── Input
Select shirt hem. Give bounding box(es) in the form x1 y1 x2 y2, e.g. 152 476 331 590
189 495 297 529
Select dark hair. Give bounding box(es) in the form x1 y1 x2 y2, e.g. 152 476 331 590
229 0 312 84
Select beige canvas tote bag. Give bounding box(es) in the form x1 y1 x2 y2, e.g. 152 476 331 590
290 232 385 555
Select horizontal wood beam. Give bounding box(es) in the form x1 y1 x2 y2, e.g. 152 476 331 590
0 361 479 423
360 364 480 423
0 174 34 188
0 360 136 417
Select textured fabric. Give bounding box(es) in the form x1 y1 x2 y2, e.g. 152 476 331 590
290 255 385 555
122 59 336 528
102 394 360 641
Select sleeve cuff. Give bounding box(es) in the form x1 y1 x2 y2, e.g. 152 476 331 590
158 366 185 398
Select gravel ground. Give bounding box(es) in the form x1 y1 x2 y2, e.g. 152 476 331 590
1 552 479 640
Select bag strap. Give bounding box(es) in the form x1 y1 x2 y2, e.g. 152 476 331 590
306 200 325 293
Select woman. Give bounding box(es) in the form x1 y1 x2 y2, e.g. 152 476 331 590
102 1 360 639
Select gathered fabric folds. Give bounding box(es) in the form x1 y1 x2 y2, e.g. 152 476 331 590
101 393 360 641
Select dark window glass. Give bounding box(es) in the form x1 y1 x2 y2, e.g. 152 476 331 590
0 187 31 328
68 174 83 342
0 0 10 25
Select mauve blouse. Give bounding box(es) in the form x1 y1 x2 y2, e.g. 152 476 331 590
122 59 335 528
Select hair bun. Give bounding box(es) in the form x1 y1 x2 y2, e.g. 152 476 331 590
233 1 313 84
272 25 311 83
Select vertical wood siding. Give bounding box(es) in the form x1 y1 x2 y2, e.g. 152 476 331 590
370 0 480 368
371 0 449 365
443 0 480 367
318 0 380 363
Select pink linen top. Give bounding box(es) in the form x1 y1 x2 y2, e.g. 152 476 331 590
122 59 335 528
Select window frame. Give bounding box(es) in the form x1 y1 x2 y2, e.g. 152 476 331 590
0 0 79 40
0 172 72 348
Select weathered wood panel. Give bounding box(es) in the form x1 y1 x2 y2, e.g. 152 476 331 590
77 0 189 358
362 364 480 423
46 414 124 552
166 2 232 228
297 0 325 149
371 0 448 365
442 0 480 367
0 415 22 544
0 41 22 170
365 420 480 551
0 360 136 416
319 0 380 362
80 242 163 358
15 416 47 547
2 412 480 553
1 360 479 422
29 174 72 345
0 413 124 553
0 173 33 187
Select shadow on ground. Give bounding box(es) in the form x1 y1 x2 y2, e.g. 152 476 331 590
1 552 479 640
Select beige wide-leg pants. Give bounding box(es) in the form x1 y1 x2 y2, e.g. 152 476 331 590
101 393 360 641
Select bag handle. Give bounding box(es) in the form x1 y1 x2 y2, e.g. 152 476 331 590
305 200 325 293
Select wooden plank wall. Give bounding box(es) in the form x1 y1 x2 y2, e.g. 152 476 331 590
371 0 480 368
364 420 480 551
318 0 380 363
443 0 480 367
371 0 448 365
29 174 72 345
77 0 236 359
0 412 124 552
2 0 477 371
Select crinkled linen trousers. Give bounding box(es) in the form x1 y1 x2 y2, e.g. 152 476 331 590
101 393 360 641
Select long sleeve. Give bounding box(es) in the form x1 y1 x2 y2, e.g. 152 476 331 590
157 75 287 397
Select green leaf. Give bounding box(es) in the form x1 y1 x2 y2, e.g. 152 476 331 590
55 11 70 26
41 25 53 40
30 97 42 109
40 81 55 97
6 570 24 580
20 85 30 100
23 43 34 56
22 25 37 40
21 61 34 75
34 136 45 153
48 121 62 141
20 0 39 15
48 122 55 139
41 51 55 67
────
◆ What is being asked
The records above need to be duplicated. Keep every word unchanged.

◆ Written solution
Select shirt hem. Give bounding box(es) in the form x1 y1 x2 y2, e.g. 152 476 331 590
189 495 297 529
Select dark hair. Give bounding box(es) in the form x1 y1 x2 y2, e.g. 152 476 331 590
229 0 312 84
Select beige canvas tote bag. Give bounding box(es) in the form x1 y1 x2 y2, e.g. 152 476 331 590
290 232 385 555
Select horizontal wood beam. Give bounding box(es) in the form x1 y1 x2 y2, e.g. 152 476 331 590
0 361 479 423
360 364 480 423
0 174 34 188
0 360 136 417
Select textured fabric. Give bounding box(es) in the form x1 y1 x2 y2, e.g. 152 476 331 590
290 255 385 555
122 59 336 528
102 394 360 641
Select sleeve cuff. Give bounding box(es) in the form x1 y1 x2 y2, e.g. 152 476 331 590
158 366 185 398
Select gravel ground. Give bounding box(es) in the form x1 y1 x2 y2, e.g. 152 476 331 590
1 552 479 640
Select bag strap. Give bounding box(es) in the form x1 y1 x2 y2, e.g. 152 476 331 590
306 200 325 293
Select woman. Give bounding box(es) in the form x1 y1 x2 y2, e.g. 152 476 331 590
102 1 360 639
Select gathered fabric folds. Give bounding box(es) in the form x1 y1 x2 y2, e.g. 152 476 331 590
101 393 360 641
Select dark window glass. Give bounding box(es) in the form x1 y1 x2 y2, e.g. 152 476 331 590
0 187 31 328
68 174 83 342
0 0 10 25
Select mauve blouse. Give bounding box(es) in the form x1 y1 x2 y2, e.g. 152 476 331 590
122 59 335 528
Select hair bun. Give bounding box(es) in the form x1 y1 x2 y2, e.g. 152 476 331 590
233 1 313 84
272 25 311 83
Select vertical wood siding. Give bounding box(es) in the form x1 y1 x2 y2, e.g. 152 476 331 590
370 0 480 368
371 0 449 365
443 0 480 367
318 0 380 363
Select pink linen top. Give bounding box(es) in the form x1 y1 x2 y2, e.g. 152 476 331 590
122 59 335 528
Select window frame. Give bounding box(es) in the form x1 y1 x2 y2, e.g. 152 476 331 590
0 0 79 40
0 172 72 348
Select weathered wood panel. Give bounding box(es) in the form x1 y1 x2 y2, e.g. 152 476 331 590
77 0 189 358
362 364 480 423
46 414 124 552
166 2 232 228
297 0 325 149
371 0 448 365
442 0 480 367
0 415 22 544
0 41 22 170
365 420 480 551
0 360 136 416
319 0 380 362
80 242 163 358
15 416 47 547
2 412 480 553
1 360 479 422
29 174 72 345
0 413 124 553
0 173 33 187
Select shadow on ground. Give bounding box(es) in the form x1 y1 x2 y2, e.g. 152 476 331 590
1 552 479 640
Select beige wide-leg pants. Give bounding box(es) in the form x1 y1 x2 y2, e.g. 152 476 331 590
101 393 360 641
Select bag handle. Give bounding box(es) in the form x1 y1 x2 y2, e.g. 152 476 331 590
305 200 325 293
Select wooden plank wall. Give bounding box(es) in the form x1 y1 x2 y2, e.g. 152 476 331 590
371 0 480 368
364 420 480 551
318 0 380 363
443 0 480 367
371 0 448 365
29 174 72 345
77 0 236 359
0 412 124 552
2 0 477 371
Select crinkled linen trousers. Give bounding box(es) in the form x1 y1 x2 y2, e.g. 152 476 331 590
101 393 360 641
Select long sleeve. Give bounding box(es) in the form x1 y1 x2 y2, e.g. 152 476 331 590
157 75 287 397
Select green leaf. Give bounding box(es) in the form x1 y1 x2 y2, e.g. 152 476 331 590
55 11 70 26
41 25 53 40
30 97 42 109
40 81 55 97
6 570 24 580
20 85 30 100
23 43 34 56
22 25 37 40
21 61 34 75
34 136 45 153
48 121 62 141
20 0 39 15
48 122 55 139
41 51 55 67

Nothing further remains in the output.